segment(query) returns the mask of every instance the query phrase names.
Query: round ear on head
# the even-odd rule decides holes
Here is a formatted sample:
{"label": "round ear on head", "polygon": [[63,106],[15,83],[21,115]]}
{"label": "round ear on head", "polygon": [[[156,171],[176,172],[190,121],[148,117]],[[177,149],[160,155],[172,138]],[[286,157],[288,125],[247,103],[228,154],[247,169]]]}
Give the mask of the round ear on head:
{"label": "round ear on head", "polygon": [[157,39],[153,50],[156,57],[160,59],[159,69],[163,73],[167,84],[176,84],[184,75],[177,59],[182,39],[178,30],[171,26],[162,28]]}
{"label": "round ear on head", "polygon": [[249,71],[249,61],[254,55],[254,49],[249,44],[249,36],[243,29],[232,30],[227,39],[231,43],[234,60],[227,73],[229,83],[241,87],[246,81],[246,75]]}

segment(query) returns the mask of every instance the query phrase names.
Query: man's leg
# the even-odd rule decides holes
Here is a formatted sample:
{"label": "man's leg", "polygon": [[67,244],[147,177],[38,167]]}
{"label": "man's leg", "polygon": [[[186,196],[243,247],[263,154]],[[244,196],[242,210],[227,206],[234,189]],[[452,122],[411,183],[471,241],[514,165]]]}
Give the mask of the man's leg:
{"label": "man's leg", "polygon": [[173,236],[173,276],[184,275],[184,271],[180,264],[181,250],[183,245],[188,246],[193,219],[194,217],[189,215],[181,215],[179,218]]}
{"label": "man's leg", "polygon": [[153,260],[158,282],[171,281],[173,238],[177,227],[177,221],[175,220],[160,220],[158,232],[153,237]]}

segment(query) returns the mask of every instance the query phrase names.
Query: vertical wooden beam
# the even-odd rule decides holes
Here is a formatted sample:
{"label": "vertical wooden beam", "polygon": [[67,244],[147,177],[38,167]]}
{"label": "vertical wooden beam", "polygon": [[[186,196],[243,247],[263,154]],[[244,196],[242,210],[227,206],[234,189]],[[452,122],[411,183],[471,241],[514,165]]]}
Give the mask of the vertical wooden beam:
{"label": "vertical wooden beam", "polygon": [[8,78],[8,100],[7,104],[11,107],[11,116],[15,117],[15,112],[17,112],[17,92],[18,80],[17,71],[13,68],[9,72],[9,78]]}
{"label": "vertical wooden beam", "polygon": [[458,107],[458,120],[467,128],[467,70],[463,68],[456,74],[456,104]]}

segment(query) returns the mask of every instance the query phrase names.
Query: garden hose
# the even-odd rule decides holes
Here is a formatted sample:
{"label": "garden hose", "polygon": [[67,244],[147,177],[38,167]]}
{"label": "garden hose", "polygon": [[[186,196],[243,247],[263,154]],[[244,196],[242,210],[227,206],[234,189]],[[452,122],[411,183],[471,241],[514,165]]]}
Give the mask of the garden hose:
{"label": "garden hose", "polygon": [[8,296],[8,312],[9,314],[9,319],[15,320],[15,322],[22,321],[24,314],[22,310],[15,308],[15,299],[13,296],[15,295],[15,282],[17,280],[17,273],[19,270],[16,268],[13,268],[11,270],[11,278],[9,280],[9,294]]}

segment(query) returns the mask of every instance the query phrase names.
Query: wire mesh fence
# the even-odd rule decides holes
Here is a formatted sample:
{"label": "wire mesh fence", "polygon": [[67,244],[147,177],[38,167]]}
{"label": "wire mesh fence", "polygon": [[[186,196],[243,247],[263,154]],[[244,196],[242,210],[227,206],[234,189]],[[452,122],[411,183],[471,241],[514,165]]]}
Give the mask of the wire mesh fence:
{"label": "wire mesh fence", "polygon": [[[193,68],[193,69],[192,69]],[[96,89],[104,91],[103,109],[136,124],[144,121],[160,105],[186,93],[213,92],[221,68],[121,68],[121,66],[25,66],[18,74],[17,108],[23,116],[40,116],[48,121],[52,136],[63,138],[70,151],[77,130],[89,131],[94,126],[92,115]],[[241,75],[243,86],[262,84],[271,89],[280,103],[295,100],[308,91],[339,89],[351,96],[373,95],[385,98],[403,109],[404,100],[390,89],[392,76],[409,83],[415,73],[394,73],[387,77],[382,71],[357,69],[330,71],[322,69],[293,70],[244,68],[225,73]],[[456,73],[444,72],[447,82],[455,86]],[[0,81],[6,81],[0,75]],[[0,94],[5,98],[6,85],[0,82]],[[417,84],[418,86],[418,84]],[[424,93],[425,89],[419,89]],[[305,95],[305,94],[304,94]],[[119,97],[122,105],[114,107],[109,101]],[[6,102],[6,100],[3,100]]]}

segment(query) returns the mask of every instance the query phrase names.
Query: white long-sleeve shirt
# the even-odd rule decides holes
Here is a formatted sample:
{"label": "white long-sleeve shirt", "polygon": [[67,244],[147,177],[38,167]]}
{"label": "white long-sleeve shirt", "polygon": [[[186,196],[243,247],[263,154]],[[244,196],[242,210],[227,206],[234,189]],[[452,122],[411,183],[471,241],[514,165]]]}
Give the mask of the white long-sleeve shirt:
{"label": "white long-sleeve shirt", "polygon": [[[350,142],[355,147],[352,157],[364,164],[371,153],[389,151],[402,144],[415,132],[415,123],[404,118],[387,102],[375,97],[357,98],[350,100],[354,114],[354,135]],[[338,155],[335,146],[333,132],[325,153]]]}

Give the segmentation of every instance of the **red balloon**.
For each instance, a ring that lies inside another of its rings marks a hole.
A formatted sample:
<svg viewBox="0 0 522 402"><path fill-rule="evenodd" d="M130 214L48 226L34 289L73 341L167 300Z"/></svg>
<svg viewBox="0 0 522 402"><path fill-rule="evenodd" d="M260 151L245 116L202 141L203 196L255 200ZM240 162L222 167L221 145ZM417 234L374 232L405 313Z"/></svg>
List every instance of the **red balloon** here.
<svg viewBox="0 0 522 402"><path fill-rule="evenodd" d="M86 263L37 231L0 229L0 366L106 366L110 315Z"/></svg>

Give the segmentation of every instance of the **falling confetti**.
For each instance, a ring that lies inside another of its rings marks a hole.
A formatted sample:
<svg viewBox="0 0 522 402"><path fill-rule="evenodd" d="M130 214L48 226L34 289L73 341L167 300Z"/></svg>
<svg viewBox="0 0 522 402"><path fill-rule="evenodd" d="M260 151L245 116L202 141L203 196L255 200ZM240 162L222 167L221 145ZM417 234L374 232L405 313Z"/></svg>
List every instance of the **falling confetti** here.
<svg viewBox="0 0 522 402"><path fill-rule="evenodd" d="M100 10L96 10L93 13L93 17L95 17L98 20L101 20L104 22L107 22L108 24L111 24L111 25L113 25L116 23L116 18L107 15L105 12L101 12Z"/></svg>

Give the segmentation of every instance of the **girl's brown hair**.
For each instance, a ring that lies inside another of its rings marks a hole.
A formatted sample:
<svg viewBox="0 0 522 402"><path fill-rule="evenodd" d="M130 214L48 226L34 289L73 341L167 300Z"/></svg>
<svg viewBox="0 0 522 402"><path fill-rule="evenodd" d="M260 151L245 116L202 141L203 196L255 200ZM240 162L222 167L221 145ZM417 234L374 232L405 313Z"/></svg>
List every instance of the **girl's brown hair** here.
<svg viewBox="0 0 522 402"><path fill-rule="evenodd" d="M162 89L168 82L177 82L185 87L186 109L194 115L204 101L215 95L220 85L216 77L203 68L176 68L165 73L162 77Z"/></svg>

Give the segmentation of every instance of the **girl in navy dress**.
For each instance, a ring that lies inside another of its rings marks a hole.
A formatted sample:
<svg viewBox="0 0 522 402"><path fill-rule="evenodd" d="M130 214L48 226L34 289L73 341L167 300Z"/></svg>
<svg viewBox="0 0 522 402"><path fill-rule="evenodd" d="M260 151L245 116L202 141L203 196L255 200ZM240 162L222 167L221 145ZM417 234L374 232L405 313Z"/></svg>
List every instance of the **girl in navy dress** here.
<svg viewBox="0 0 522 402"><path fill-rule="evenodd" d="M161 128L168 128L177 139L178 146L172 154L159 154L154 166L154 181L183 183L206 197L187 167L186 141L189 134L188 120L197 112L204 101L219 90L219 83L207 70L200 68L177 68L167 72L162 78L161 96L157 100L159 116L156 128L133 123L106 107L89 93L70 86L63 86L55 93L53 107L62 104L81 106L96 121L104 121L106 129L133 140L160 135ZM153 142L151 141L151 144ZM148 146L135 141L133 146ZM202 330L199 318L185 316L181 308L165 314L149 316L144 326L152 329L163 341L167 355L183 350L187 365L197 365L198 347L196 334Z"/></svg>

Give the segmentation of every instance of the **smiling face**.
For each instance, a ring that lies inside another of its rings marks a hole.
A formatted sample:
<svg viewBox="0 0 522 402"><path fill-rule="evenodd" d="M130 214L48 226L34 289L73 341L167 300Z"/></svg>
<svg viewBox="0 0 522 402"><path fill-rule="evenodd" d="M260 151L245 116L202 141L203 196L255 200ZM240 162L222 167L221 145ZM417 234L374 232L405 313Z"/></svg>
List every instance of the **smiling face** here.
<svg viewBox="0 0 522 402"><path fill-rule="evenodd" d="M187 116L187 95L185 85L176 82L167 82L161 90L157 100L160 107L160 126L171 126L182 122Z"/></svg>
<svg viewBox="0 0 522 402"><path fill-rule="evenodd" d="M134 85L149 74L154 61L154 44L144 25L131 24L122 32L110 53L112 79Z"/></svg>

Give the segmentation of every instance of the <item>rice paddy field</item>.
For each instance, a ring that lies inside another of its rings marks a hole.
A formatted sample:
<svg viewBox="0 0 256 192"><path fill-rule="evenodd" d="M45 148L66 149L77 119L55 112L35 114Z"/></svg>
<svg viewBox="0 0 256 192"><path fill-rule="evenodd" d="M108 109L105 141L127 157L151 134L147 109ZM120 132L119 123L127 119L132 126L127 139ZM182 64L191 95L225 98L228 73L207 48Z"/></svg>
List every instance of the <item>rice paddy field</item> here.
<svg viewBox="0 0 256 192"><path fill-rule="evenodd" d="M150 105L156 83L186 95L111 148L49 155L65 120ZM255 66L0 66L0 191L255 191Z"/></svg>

REQUIRED WORK
Print every line of the records from the line with "Give the segmentation of every instance of the **falling" to the line with "89L168 82L177 82L185", both included, without changing a character.

THE OUTPUT
Give the segmentation of every instance of the **falling confetti**.
For each instance, a ring that lies inside another of its rings marks a hole.
A formatted sample:
<svg viewBox="0 0 522 402"><path fill-rule="evenodd" d="M130 214L48 226L34 289L73 341L167 300Z"/></svg>
<svg viewBox="0 0 522 402"><path fill-rule="evenodd" d="M260 151L245 116L202 141L203 196L255 200ZM240 162L222 167L221 145ZM417 234L374 232L405 313Z"/></svg>
List every instance of the **falling confetti** here.
<svg viewBox="0 0 522 402"><path fill-rule="evenodd" d="M100 10L96 10L93 13L93 17L95 17L98 20L101 20L104 22L107 22L108 24L111 24L111 25L113 25L116 23L116 18L107 15L105 12L101 12Z"/></svg>

Give the segmentation of every instance of the **girl's brown hair**.
For each instance, a ring that lies inside another of its rings marks a hole.
A formatted sample:
<svg viewBox="0 0 522 402"><path fill-rule="evenodd" d="M130 214L48 226L34 289L73 341L167 300Z"/></svg>
<svg viewBox="0 0 522 402"><path fill-rule="evenodd" d="M260 151L245 116L202 141L203 196L255 200ZM240 162L222 167L221 145ZM417 234L374 232L405 313Z"/></svg>
List every instance of the **girl's brown hair** here.
<svg viewBox="0 0 522 402"><path fill-rule="evenodd" d="M162 89L168 82L177 82L185 87L186 109L194 115L204 101L215 95L220 85L216 77L203 68L176 68L165 73L162 77Z"/></svg>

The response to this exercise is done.